◆ Work task
The lines from the start of the data up to and including the one with "Target: gray water" should be returned exactly, and nothing else.

◆ Data for processing

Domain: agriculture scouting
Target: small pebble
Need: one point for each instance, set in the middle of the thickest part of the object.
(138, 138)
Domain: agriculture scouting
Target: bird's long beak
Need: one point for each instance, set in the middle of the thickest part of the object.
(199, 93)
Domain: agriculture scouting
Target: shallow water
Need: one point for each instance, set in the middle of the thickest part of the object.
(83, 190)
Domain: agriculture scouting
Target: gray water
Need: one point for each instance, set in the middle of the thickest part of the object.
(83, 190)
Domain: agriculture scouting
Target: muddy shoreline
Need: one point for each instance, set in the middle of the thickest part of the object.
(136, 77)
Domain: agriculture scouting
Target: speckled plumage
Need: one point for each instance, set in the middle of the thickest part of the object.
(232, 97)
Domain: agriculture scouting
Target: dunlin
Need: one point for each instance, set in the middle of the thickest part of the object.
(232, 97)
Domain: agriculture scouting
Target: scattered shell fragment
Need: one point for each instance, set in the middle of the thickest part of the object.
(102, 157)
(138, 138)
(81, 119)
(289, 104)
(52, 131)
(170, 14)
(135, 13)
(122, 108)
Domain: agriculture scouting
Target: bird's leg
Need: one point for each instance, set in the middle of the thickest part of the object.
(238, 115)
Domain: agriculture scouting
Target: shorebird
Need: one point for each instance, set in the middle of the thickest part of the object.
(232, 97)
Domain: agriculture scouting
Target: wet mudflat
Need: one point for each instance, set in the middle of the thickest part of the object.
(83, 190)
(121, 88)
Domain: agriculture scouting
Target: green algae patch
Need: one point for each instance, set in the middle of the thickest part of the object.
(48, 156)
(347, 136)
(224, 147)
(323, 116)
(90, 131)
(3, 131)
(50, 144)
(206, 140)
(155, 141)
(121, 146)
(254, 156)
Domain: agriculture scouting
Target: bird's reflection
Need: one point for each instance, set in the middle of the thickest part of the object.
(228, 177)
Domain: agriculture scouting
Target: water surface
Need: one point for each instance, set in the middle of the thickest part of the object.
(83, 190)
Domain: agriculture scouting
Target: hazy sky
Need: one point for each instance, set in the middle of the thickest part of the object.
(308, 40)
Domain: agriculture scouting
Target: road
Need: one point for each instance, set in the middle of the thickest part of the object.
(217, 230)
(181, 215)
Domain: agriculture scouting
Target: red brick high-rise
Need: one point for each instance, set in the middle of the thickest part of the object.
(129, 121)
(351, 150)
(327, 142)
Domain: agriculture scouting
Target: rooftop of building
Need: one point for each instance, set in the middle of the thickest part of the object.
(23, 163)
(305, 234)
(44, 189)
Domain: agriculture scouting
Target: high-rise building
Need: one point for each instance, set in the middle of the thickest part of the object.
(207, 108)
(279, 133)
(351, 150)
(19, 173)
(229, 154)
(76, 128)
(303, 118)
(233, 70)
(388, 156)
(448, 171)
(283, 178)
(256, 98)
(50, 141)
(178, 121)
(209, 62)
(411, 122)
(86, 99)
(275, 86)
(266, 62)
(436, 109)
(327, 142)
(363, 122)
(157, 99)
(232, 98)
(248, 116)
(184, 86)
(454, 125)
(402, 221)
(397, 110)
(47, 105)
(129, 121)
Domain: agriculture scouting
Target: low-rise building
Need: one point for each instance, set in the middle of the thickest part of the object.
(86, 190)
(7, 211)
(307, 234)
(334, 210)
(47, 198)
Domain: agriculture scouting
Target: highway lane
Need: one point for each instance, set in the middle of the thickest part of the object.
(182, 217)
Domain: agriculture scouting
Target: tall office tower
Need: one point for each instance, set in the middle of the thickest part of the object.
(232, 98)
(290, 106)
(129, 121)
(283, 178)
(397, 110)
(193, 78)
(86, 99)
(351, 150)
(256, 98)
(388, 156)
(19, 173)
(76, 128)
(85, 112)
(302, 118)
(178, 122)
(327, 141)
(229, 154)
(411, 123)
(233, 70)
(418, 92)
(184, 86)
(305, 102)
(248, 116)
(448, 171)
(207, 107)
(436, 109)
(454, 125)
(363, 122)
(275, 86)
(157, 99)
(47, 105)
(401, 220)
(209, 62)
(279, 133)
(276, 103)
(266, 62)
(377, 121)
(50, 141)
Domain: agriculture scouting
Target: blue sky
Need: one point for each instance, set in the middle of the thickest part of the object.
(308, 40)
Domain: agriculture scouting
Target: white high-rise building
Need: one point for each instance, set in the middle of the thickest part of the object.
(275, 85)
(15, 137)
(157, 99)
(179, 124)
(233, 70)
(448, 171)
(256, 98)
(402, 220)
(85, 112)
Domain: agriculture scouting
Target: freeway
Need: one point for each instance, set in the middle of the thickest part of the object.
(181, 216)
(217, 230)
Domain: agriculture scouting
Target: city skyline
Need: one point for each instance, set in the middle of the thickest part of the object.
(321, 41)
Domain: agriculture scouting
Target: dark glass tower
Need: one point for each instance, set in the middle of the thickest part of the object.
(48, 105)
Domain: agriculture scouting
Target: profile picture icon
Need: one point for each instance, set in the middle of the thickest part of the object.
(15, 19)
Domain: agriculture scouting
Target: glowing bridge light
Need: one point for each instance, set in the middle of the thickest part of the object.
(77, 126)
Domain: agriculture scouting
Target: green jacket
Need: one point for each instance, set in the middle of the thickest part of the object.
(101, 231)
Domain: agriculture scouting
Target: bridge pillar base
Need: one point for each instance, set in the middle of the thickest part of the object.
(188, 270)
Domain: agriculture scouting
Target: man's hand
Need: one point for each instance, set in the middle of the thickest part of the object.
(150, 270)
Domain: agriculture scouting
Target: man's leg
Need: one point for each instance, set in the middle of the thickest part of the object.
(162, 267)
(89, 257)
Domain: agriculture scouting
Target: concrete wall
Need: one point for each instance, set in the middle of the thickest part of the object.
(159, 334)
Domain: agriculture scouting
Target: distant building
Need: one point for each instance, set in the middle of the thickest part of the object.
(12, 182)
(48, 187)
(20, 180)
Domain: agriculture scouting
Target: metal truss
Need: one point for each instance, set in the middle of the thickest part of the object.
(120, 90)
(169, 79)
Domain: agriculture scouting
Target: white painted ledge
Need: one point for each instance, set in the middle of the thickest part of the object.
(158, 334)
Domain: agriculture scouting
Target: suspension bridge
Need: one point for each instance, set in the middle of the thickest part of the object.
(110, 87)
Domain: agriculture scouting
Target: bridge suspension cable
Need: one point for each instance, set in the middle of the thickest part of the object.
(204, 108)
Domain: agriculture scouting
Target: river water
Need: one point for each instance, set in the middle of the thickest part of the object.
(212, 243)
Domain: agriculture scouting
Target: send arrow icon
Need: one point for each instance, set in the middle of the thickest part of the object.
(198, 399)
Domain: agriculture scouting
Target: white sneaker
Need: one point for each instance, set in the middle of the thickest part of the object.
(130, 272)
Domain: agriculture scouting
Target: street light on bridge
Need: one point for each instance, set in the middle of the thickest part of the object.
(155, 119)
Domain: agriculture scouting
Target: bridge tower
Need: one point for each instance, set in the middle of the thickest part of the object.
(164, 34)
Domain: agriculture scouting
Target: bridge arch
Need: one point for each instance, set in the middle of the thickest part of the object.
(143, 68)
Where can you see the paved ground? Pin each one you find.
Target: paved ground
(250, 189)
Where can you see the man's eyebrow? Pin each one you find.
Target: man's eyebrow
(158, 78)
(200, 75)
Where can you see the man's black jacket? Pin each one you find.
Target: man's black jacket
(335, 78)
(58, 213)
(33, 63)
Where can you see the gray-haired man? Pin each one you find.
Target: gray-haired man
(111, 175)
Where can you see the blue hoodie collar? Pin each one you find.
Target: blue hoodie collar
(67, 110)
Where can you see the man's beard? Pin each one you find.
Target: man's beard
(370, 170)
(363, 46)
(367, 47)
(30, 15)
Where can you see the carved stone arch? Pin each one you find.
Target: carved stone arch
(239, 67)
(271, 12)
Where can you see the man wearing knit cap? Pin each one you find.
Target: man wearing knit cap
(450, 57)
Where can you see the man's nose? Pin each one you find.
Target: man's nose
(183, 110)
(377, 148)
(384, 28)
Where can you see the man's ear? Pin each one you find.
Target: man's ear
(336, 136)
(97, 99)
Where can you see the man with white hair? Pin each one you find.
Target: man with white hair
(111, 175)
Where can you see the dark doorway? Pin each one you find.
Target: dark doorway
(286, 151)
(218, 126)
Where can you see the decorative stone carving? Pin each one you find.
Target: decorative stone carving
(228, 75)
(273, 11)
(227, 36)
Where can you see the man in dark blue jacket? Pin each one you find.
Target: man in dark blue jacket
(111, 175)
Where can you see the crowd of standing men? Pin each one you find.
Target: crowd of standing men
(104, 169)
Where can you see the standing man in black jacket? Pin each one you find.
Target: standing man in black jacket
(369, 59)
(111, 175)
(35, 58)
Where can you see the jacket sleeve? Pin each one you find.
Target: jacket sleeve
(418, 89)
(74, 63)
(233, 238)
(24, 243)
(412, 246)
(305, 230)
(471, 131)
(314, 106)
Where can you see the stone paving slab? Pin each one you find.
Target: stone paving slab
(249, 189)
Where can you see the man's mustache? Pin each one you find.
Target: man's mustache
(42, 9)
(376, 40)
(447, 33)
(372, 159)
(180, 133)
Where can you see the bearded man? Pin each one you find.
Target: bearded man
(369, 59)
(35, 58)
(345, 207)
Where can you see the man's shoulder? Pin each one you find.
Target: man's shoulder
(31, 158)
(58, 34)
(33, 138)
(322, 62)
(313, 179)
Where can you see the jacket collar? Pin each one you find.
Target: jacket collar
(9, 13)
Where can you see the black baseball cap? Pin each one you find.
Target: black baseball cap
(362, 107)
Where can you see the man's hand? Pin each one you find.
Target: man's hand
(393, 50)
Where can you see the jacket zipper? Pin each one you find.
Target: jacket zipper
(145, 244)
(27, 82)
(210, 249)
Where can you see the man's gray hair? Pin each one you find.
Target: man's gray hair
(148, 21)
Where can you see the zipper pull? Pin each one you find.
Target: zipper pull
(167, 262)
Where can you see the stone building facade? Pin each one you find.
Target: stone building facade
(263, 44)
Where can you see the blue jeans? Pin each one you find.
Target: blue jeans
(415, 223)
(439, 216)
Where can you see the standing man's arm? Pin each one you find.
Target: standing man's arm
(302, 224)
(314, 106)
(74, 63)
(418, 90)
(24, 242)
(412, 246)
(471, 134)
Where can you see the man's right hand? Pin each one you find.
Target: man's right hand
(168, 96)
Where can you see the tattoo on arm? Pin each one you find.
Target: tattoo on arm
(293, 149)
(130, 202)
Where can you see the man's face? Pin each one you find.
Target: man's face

◆ Task output
Domain: agriculture scouting
Target: small pebble
Need: one point for each instance, set in the middle of the thickest part of the object.
(138, 138)
Domain: agriculture scouting
Target: bird's long beak
Need: one point for each instance, set in the middle of the thickest part of the object.
(199, 93)
Domain: agriculture scouting
Target: shallow water
Need: one point for each instance, set in the middle of the thickest part of the object.
(83, 190)
Domain: agriculture scouting
Target: gray water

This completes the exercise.